::: Source document :::

The breed’s reputation is the stuff of legend.
“Noted for its near-mythical stamina and toughness, the Spanish Mustang can survive and multiply in conditions when many would perish,” Huffman says. “This breed helped shape USA history. They were brought to the New World by the Spanish Conquistadors and spread throughout missions and settlements, becoming more numerous from breeding programs and trade imports.”
He notes that Spanish Mustangs were prized by Indian tribes and often obtained through trade and raids, eventually becoming an essential part of Native culture.
“The wealth of the tribes was often measured by horses. These mustangs were used as war ponies, for travel, and for buffalo hunting.”
The Spanish Mustang is a smooth-muscled horse with a short back, rounded hips, and a low-set tail. The girth is deep, with laid-back shoulders and well-defined withers. They stand approximately 13.2 to 15 hands and weigh between 650 and 1,100 lbs.
“Their build varies from lighter types to heavier types without extremes,” Huffman says. “They carry an appearance of natural collection and balance.”
Better yet, the hardy breed can tolerate forage that would be unsuitable for domesticated horses, including poison ivy, greenbrier vines and acorns.
Even so, Spanish Mustangs were on the brink of extinction in the early twentieth century. Their fate shifted in the mid-1950s, when a group formed to preserve the last survivors, eventually establishing the Spanish Mustang Registry in 1957, the first and original registry for the horses.

::: Dataset extract :::

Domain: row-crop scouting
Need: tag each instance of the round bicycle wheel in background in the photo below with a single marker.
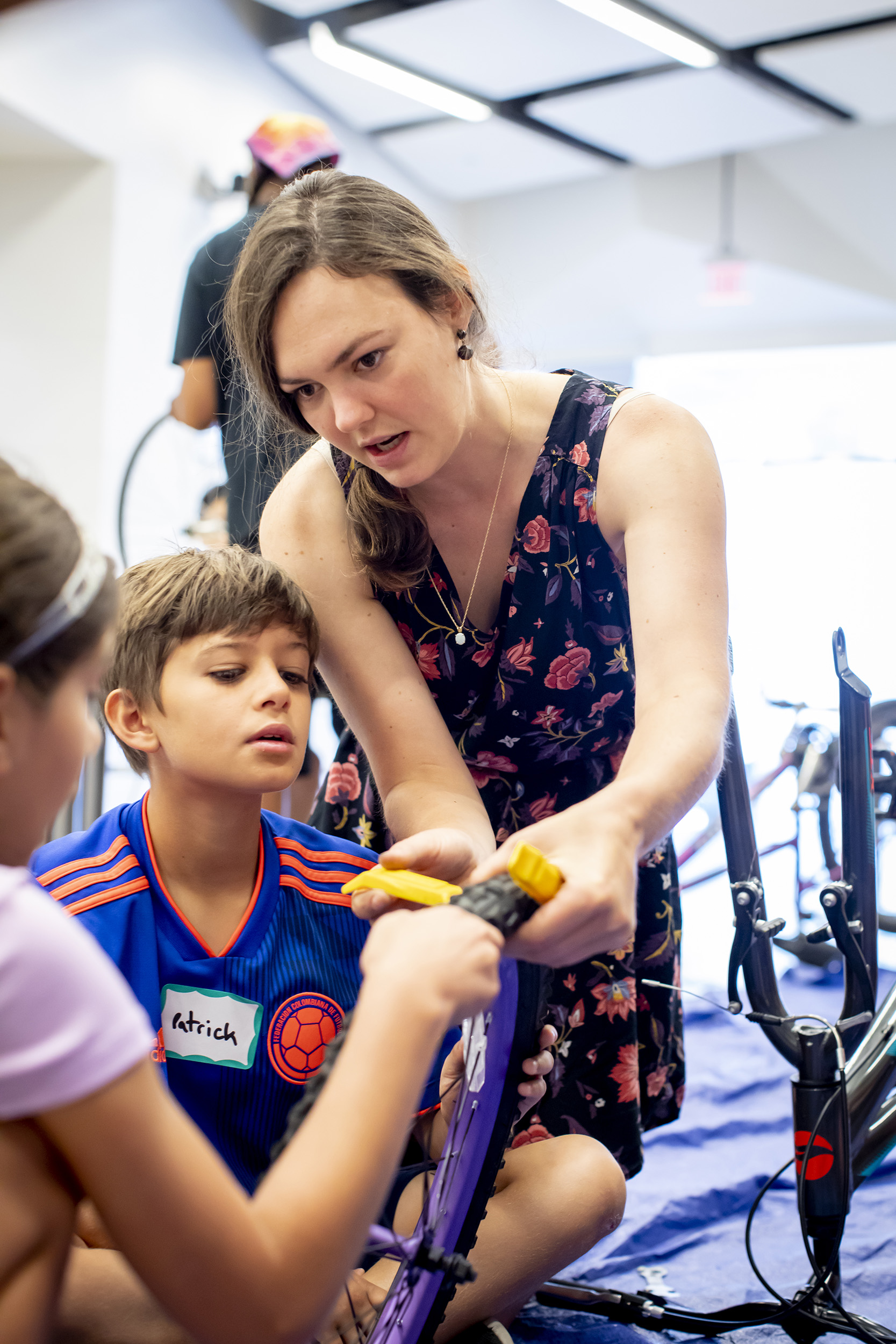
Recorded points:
(168, 472)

:::

Repeat verbatim the passage of the Spanish Mustang text above, from "Better yet, the" to "for the horses.".

Better yet, the hardy breed can tolerate forage that would be unsuitable for domesticated horses, including poison ivy, greenbrier vines and acorns.
Even so, Spanish Mustangs were on the brink of extinction in the early twentieth century. Their fate shifted in the mid-1950s, when a group formed to preserve the last survivors, eventually establishing the Spanish Mustang Registry in 1957, the first and original registry for the horses.